### RECORD EXTRACTS ###

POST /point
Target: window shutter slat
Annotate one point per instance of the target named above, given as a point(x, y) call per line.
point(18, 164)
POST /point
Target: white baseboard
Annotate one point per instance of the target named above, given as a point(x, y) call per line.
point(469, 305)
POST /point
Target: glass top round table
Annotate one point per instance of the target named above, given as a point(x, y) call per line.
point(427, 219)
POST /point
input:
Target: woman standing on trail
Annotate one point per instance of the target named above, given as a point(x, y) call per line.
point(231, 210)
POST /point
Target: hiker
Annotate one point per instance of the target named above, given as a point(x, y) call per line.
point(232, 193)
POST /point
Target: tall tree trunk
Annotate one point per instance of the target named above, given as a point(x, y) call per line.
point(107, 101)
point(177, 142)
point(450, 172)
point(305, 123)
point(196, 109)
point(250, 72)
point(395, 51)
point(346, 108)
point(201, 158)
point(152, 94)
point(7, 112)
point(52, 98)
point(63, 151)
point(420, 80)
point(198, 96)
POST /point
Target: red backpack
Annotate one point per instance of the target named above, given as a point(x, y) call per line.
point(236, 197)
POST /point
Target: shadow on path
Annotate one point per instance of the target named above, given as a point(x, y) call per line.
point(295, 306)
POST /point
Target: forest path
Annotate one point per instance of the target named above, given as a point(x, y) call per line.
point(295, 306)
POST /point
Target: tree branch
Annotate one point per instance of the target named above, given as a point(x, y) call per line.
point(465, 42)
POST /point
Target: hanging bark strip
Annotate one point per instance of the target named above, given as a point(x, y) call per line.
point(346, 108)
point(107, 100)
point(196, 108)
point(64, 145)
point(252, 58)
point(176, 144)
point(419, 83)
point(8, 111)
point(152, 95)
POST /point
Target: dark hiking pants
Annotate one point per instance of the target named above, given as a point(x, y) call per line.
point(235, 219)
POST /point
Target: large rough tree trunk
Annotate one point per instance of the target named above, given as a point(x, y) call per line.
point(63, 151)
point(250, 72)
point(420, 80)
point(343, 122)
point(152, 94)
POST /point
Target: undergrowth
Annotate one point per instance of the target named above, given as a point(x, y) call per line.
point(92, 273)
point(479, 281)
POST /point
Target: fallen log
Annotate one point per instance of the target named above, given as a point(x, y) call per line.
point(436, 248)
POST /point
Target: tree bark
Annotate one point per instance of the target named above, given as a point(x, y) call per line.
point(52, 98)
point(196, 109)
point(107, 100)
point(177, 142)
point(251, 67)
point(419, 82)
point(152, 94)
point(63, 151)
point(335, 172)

###

YOUR INSTRUCTIONS: Swap every "Annotate" in the records for "Mark" and reproduce all the records with nothing else altered.

TASK SOLUTION:
POST /point
Target: window shutter slat
Mark one point per instance of the target named above, given as a point(x, y) call per line.
point(18, 164)
POST /point
Target: white baseboard
Mark one point per instance of the target named above, given as a point(x, y) call per line.
point(469, 305)
POST /point
Target: glass top round table
Mark one point per instance of the target named above, given as a point(x, y) call per line.
point(427, 219)
POST /point
input:
Target: woman standing on trail
Mark one point per instance of the target named above, given as a point(x, y) call per line.
point(231, 210)
POST /point
Target: hiker
Mark one point per instance of the target named above, given as a point(x, y) call per line.
point(232, 193)
POST /point
Target: tall tree trunk
Mark one point per instance of the target named above, given as a point(x, y) call per line.
point(107, 101)
point(177, 142)
point(450, 172)
point(305, 123)
point(196, 109)
point(250, 72)
point(395, 51)
point(346, 108)
point(201, 158)
point(152, 94)
point(7, 112)
point(52, 98)
point(63, 151)
point(420, 80)
point(198, 96)
POST /point
Target: red backpack
Mark one point per instance of the target named above, given as a point(x, y) call per line.
point(236, 197)
POST /point
Target: shadow on path
Mark one point per instance of the target named above, given as a point(x, y) call per line.
point(295, 306)
POST /point
Target: forest path
Mark one point per instance of the target named above, given as a point(x, y) call per line.
point(295, 306)
POST /point
Target: tree branch
Mark one point per instance of the target named above, given as a point(x, y) call per line.
point(465, 42)
POST /point
Target: hanging bark strip
Mark one point per instance of the target named above, given as a point(x, y) call per line.
point(346, 108)
point(107, 100)
point(196, 108)
point(64, 145)
point(252, 58)
point(176, 144)
point(419, 83)
point(8, 111)
point(152, 95)
POST /point
Target: dark hiking pants
Mark one point per instance of the target named above, given as a point(x, y) call per line.
point(235, 219)
POST /point
Target: large rough tree trunk
Mark one point per instance of the target named above, given as a point(x, y) call per line.
point(63, 151)
point(250, 72)
point(420, 80)
point(343, 122)
point(152, 94)
POST /point
Target: undergrowth
Mark one point per instance of the target named above, given as a point(x, y) call per line.
point(92, 273)
point(479, 281)
POST /point
Target: fallen log
Mark one point per instance of the target named above, given as a point(x, y) call per line.
point(436, 248)
POST /point
Target: tree bark
Mark one point per instance of the target named above, given as a point(x, y) call per line.
point(52, 98)
point(196, 109)
point(107, 100)
point(177, 142)
point(251, 67)
point(419, 82)
point(152, 94)
point(63, 151)
point(335, 172)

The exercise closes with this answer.